SHORT PROBLEM: Reproduce all the entries precisely.
┌─ RECORD SET
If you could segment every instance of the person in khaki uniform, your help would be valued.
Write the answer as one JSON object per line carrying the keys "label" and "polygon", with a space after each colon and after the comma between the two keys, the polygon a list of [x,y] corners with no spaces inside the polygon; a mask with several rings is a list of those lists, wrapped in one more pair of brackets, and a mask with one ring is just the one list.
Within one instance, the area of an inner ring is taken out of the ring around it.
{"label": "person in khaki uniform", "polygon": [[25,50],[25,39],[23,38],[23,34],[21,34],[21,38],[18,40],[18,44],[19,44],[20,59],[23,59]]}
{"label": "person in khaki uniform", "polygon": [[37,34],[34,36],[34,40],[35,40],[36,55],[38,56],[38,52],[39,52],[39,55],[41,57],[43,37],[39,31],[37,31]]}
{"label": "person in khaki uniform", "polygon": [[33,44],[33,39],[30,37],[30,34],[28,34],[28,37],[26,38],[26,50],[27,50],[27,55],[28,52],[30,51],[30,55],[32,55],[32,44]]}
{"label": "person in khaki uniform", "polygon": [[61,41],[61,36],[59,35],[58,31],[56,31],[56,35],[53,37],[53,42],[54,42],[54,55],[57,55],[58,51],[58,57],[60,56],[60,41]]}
└─
RESULT OF THIS EXERCISE:
If you could segment every instance of the person in khaki uniform, your help would be valued.
Write the answer as one JSON object per line carrying the keys "label" and "polygon", with a space after each colon and after the comma between the two keys, the polygon a list of [x,y] corners with no spaces inside the polygon; a mask with several rings is a list of those lists, wrapped in one more pair of brackets, and a mask with one ring is just the one list.
Within one instance, the area of an inner ring is taken out of the ring around it.
{"label": "person in khaki uniform", "polygon": [[25,50],[25,39],[23,38],[23,34],[21,34],[21,38],[18,40],[18,44],[19,44],[20,59],[23,59]]}
{"label": "person in khaki uniform", "polygon": [[37,34],[34,36],[34,40],[35,40],[36,55],[38,56],[38,52],[39,52],[39,55],[41,57],[43,37],[39,31],[37,31]]}
{"label": "person in khaki uniform", "polygon": [[33,44],[33,39],[30,37],[30,34],[28,34],[28,37],[26,38],[26,50],[27,50],[27,55],[28,52],[30,51],[30,55],[32,55],[32,44]]}
{"label": "person in khaki uniform", "polygon": [[61,41],[61,36],[59,35],[58,31],[56,31],[56,35],[53,37],[53,42],[54,42],[54,55],[57,55],[58,51],[58,57],[60,56],[60,41]]}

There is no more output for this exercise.